• **Activity**
Keeping each word and mark in place, write out the full listing once more.

• **Given data**
== == ==
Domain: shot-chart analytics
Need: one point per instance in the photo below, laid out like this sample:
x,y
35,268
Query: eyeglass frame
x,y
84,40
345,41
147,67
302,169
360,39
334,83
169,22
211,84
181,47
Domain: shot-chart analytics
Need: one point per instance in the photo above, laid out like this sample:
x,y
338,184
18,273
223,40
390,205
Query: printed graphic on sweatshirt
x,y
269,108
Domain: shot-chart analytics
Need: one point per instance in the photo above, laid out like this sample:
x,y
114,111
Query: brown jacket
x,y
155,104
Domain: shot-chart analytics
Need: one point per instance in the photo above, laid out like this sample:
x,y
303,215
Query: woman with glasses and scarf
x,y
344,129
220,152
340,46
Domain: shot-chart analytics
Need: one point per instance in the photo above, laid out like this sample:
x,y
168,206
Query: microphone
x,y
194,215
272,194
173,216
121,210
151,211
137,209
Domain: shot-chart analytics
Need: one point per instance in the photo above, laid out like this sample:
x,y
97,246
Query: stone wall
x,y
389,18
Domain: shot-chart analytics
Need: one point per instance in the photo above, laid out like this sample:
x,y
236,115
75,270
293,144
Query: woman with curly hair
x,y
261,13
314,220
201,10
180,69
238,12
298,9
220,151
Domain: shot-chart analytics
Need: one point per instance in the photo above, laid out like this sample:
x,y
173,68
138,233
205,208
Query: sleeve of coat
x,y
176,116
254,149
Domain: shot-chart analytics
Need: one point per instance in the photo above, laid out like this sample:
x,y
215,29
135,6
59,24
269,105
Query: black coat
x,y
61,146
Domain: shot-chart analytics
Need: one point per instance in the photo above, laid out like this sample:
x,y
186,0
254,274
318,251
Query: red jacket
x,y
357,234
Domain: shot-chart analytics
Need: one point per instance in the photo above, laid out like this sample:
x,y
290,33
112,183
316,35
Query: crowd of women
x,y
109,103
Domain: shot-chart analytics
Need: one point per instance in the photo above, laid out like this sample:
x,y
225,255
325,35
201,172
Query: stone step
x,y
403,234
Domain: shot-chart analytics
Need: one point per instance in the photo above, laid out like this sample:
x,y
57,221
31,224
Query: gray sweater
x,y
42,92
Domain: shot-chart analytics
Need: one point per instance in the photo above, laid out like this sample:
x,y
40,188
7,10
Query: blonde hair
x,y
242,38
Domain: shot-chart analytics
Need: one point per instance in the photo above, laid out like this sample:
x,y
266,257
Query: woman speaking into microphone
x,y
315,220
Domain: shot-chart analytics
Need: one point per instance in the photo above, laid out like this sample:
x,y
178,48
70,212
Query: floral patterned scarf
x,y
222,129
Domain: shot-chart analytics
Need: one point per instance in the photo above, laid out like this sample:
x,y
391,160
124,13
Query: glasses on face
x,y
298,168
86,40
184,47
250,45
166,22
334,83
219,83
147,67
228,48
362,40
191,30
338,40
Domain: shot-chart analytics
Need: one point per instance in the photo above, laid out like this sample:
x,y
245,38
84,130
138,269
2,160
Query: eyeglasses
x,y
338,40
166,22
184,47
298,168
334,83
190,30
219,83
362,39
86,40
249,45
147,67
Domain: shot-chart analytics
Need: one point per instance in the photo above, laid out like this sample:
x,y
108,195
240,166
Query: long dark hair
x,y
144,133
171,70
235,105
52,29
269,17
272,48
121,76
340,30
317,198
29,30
== == ==
• **Problem solution**
Domain: shot-chart analytics
Need: one point per instance in the photo below, laid out like this sample:
x,y
35,268
Query: eyeglass frame
x,y
84,40
345,41
147,67
302,169
360,39
334,83
169,22
211,84
181,47
Domain: shot-chart analytics
Need: one point per instance in the photo above, laid out like this sample:
x,y
338,184
18,273
223,40
390,205
Query: printed graphic on sweatshirt
x,y
269,108
Domain: shot-chart analytics
Need: one point per instance in the photo above, laid out like this sample:
x,y
114,111
Query: brown jacket
x,y
155,104
Domain: shot-chart analytics
Need: one point per instance in the photo above, laid out like this sample:
x,y
303,215
Query: woman with glasses and scarf
x,y
344,129
220,152
340,46
Domain: shot-chart analytics
Need: one point per instance in the photo above, laid out like this sample:
x,y
168,206
Query: microphone
x,y
194,215
272,194
173,216
121,210
151,211
137,209
Domain: shot-chart analytics
Need: one point per instance in the photo above, laid out like this sample:
x,y
97,246
Query: stone wall
x,y
389,18
Domain: shot-chart analytics
Need: one point per instance in the photo above, laid out like this sample:
x,y
236,115
75,270
293,144
Query: woman with curly hair
x,y
261,13
314,220
201,10
180,69
238,12
298,9
220,151
Domain: shot-chart analytics
Need: one point per instance in the photo above, laid out like this sample:
x,y
173,68
138,233
205,208
Query: sleeve of coat
x,y
176,116
254,149
Domain: shot-chart analytics
Need: one point per instance in the photo above, laid out like this sample:
x,y
215,29
135,6
59,24
269,105
Query: black coat
x,y
61,146
Domain: shot-chart analytics
Need: one point per instance in the photo above, laid out like this sample:
x,y
186,0
254,274
318,251
Query: red jacket
x,y
357,234
Domain: shot-chart analytics
Need: one point per instance in the photo above, laid out like this sample:
x,y
290,33
112,183
316,35
Query: crowd of women
x,y
109,103
Domain: shot-chart analytics
Need: one point per instance in the photo above, laid out like this sample:
x,y
225,255
325,35
201,172
Query: stone step
x,y
403,234
Domain: shot-chart analytics
Need: one point per instance in the photo above, laid out like this sample:
x,y
57,221
31,224
Query: gray sweater
x,y
42,92
Domain: shot-chart analytics
Need: one point per instance in the photo above, laid out like this sample:
x,y
40,188
7,10
Query: blonde hair
x,y
242,38
Domain: shot-chart analytics
Need: one point per instance in the photo above, laid out like this sample:
x,y
266,257
Query: woman speaking into microphone
x,y
315,220
Domain: shot-chart analytics
Need: one point per instance in the photo above, laid out like this sample:
x,y
178,48
70,212
Query: floral patterned scarf
x,y
222,129
Domain: shot-chart analytics
Need: one point per instance in the photo above, laid out like this sample:
x,y
391,160
124,13
Query: glasses on face
x,y
298,168
86,40
184,47
250,45
166,22
334,83
219,83
147,67
228,48
362,40
191,30
338,40
Domain: shot-chart analytics
Need: one point per instance in the photo above, laid out like this sample:
x,y
245,38
84,130
138,269
2,160
Query: eyeglasses
x,y
338,40
166,22
184,47
298,168
334,83
190,30
219,83
362,39
86,40
249,45
147,67
Domain: shot-chart analytics
Need: one point per instance in the photo above, laid out like this sample:
x,y
108,195
240,166
Query: long dark hair
x,y
144,133
171,70
235,105
52,29
269,17
272,48
121,76
340,30
317,198
29,30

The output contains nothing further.